■ **THINGS TO DO**
**A)** Which reviewers were added to the revision on the Twine review page?
**B)** Can you extract the passage of the Twine review page between "That's what I" and "string_view to be.", inclusive?

■ **SELECTED PASSAGE**
This is an archive of the discontinued LLVM Phabricator instance.

Add Twine support for std::string_view.
ClosedPublic

Authored by saugustine on Jun 8 2021, 5:03 PM.

Details

Summary

With Twine now ubiquitous after rG92a79dbe91413f685ab19295fc7a6297dbd6c824,
it needs support for string_view when using llvm as a library under C++ standards.

This is similar to how StringRef is handled.

Diff Detail

Event Timeline

saugustine created this revision.Jun 8 2021, 5:03 PM
saugustine requested review of this revision.Jun 8 2021, 5:03 PM
Herald added a project: Restricted Project. · View Herald TranscriptJun 8 2021, 5:03 PM
saugustine edited the summary of this revision. (Show Details)Jun 8 2021, 5:05 PM
saugustine added reviewers: lattner, rriddle.
saugustine added a reviewer: jyknight.
craig.topper added inline comments.
llvm/lib/Support/Twine.cpp
48

Is string_view guaranteed to be null terminated?

saugustine updated this revision to Diff 350743.Jun 8 2021, 5:10 PM

Small fix for prototype.

saugustine added inline comments.Jun 8 2021, 5:15 PM
llvm/lib/Support/Twine.cpp
48

A string_view is not guaranteed to be null terminated, so it includes the size field, which is filled in when the string_view at construction time, possibly by the constructor searching for a null in the string or array of characters, but perhaps just by passing in a length.

craig.topper added inline comments.Jun 8 2021, 5:19 PM
llvm/lib/Support/Twine.cpp
48

That's what I thought. This function is expecting to return a String that has a null terminator following it isn't it? StringRef isn't directly handled here so I wouldn't expect string_view to be.

lattner accepted this revision.Jun 8 2021, 5:51 PM

LGTM, thanks!

This revision is now accepted and ready to land.Jun 8 2021, 5:51 PM
saugustine updated this revision to Diff 350765.Jun 8 2021, 7:51 PM

This addresses the upstream comments.

It also adds a string_view overload for raw_ostream, as now that
a string_view can be converted to both a Twine and a StringRef,
those calls would be ambiguous.

saugustine added inline comments.Jun 8 2021, 8:18 PM
llvm/lib/Support/Twine.cpp
48

I see what you are saying now. Fixed.

This revision was landed with ongoing or failed builds.Jun 8 2021, 8:30 PM
This revision was automatically updated to reflect the committed changes.

This patch causes segmentation faults when you have an application compiled with -std=c++17 (The current gcc default) and libLLVM.so compiled with c++14 (The current LLVM project default). Is this a valid use case or do we require that all library users use the same c++ version as the library.

This patch causes segmentation faults when you have an application compiled with -std=c++17 (The current gcc default) and libLLVM.so compiled with c++14 (The current LLVM project default). Is this a valid use case or do we require that all library users use the same c++ version as the library.

The most immediate reason is the enum value StdStringViewKind has an (unnecessary) #ifdef around it. Making that unconditional seems entirely reasonable, and is easy enough.

But, even with that, compiling with different standards versions will result in an ODR violation in getSingleStringRef(), which may or may not cause a problem, depending on whether it's inlined, and whether the C++14-compiled version of it wins the link choice. Also, if llvm itself is compiled with c++14 while the consumer is compiled with c++17, the various print methods defined in the cpp file will not work either.

I'm not sure removing the ifdef guards around the enum value is better.

That would also mean moving the #ifdef guards in all the switch statements so the enum value would be present but unhandled by doing nothing (or asserting or similar) which seems pretty wrong.

■ **DATA SEGMENT**
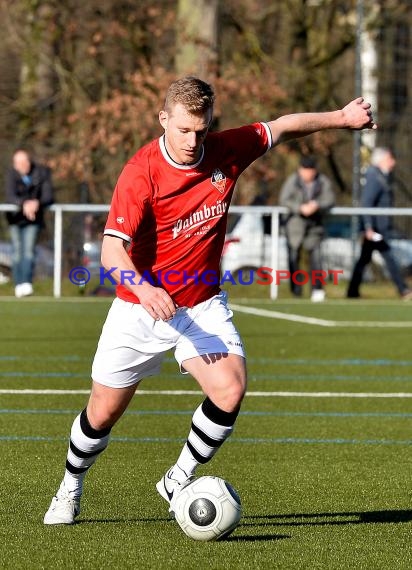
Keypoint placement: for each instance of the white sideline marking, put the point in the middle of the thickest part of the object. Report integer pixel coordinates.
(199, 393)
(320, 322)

■ **COMPLETE ANSWERS**
**A)** lattner, rriddle, jyknight

**B)**
That's what I thought. This function is expecting to return a String that has a null terminator following it isn't it? StringRef isn't directly handled here so I wouldn't expect string_view to be.